● **PROBLEM TO WORK ON**
Can you retype everything in the digital scholarship talk page from "17-11-2017 4:30 PM" down to "to keep pace."?

● **QUOTED PASSAGE**
Challenges and opportunities in inter-institutional collaboration in digital scholarship

Event Title

Meeting at the Crossroads: Collaboration across Departments and Institutions - A Joint Conference Presented by the Library and ITSC

Streaming Media

Additional Streaming Media

Document Type

Conference

Language

English

Location

MBG06, G/F, Patrick Lee Wan Keung Academic Building, Lingnan University

Start Date

17-11-2017 3:45 PM

End Date

17-11-2017 4:30 PM

Description

Many schools have recently embarked upon initiatives in digital scholarship – those forms of scholarship largely in the humanities and humanistic social sciences that emphasize digital tools and infrastructure, as well as accompanying expertise and support. These initiatives bring new challenges, such as meeting the growing demand for technical support from faculty and students with trained staff and necessary hardware and software. Even institutions with well-established programs struggle to keep pace.

As a way to address this challenge, we have been envisioning a staff exchange that would allow for schools to share staff across institutions to provide expertise that is not available within their institution, and which would establish a powerful network of collaborators to advance the field.

In this talk, I’ll show some examples of digital scholarship to provide some context, share some of the findings of a planning grant that has helped us conceptualize the exchange, and discuss in some detail some of the core principles that need to be in place for such an exchange to succeed. These principles, based on the work of Yochai Benchler, may be of particular interest for anyone considering the creation of a non-market based approach to working together on projects of any kin.

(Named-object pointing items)
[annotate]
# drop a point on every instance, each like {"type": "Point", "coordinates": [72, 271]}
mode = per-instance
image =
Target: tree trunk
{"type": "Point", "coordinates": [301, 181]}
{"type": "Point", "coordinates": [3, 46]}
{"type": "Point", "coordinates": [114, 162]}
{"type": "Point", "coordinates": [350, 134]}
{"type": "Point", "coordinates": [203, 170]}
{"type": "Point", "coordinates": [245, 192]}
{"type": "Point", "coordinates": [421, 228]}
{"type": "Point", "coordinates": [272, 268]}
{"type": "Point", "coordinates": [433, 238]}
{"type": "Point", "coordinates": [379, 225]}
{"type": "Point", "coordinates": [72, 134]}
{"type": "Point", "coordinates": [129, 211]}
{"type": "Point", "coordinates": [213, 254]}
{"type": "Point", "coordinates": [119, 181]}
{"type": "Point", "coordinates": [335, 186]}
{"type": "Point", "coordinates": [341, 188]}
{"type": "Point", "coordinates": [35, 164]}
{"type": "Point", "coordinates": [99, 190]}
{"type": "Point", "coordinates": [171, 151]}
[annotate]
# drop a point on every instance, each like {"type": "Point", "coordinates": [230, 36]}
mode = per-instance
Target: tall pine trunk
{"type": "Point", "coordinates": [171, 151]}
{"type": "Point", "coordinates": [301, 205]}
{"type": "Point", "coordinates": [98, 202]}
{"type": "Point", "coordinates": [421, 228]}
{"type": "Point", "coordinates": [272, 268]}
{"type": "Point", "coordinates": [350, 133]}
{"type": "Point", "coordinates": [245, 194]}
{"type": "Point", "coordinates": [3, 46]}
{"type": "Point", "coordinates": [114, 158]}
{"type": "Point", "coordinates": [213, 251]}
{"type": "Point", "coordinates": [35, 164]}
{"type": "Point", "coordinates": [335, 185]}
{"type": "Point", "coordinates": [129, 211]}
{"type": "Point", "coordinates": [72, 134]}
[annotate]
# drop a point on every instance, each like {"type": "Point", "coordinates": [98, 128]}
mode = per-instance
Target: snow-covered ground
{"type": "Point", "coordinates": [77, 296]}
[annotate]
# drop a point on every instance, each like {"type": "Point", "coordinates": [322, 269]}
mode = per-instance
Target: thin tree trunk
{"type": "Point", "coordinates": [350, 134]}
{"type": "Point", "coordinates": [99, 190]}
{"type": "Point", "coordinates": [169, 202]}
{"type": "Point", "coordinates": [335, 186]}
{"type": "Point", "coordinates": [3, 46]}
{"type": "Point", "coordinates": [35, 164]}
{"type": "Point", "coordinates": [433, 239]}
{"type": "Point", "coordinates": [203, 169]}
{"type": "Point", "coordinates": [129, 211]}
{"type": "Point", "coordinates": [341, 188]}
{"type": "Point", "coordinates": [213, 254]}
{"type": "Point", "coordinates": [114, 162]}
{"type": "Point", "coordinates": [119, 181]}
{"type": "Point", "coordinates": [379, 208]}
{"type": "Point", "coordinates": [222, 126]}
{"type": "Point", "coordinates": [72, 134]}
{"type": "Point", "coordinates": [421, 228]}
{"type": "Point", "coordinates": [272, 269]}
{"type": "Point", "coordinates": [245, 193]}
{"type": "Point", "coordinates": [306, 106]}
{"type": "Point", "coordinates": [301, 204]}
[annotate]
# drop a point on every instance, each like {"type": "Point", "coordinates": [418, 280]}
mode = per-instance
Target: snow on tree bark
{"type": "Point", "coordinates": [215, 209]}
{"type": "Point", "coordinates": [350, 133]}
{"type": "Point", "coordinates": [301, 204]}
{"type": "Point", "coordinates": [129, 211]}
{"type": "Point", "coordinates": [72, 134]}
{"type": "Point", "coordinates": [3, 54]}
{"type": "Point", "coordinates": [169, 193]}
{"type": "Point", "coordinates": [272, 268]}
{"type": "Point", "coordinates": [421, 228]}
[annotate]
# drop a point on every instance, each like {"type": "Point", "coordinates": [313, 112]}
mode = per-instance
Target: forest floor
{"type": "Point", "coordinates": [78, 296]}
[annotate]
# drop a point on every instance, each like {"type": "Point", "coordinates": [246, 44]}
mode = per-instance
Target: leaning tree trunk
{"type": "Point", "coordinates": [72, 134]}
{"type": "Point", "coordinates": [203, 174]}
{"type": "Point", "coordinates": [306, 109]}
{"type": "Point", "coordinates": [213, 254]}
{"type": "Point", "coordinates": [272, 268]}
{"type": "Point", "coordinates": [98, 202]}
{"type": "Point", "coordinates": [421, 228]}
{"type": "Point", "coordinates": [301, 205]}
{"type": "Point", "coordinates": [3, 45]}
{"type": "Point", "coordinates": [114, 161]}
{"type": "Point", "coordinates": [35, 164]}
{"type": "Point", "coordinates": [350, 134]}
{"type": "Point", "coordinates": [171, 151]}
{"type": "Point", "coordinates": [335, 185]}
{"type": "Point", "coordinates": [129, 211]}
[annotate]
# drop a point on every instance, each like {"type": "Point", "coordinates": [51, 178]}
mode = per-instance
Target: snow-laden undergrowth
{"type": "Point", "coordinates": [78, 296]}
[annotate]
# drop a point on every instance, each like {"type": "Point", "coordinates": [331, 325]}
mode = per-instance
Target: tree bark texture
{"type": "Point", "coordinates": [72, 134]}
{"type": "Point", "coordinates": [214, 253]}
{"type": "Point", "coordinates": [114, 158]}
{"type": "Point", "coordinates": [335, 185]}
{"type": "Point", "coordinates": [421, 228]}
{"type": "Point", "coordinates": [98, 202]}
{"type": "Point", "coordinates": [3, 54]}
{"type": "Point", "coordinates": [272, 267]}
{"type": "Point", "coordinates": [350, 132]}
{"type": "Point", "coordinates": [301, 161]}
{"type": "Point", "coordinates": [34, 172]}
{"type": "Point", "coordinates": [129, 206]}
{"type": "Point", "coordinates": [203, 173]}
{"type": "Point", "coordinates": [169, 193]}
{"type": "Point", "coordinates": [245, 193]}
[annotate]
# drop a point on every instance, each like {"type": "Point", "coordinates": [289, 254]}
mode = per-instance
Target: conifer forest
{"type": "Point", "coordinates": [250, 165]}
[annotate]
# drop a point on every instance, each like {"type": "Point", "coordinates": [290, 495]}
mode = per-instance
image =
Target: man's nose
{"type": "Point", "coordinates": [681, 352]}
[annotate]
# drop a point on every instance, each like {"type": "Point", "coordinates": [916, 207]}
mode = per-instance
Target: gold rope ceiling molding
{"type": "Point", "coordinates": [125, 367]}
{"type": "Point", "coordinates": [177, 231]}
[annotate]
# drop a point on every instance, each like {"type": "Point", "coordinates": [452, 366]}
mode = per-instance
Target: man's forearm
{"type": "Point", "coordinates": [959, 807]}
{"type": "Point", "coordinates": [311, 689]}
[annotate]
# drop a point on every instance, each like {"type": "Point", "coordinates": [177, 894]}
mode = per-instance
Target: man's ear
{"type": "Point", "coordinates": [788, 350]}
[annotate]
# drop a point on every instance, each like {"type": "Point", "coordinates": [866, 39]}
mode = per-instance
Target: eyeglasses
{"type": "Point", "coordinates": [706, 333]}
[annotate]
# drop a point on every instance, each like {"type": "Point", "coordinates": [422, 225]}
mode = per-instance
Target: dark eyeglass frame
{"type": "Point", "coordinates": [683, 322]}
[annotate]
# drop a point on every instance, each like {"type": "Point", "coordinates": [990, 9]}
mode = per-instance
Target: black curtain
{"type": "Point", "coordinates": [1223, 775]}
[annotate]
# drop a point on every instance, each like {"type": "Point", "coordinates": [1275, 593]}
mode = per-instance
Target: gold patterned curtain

● **OUTPUT**
17-11-2017 4:30 PM

Description

Many schools have recently embarked upon initiatives in digital scholarship – those forms of scholarship largely in the humanities and humanistic social sciences that emphasize digital tools and infrastructure, as well as accompanying expertise and support. These initiatives bring new challenges, such as meeting the growing demand for technical support from faculty and students with trained staff and necessary hardware and software. Even institutions with well-established programs struggle to keep pace.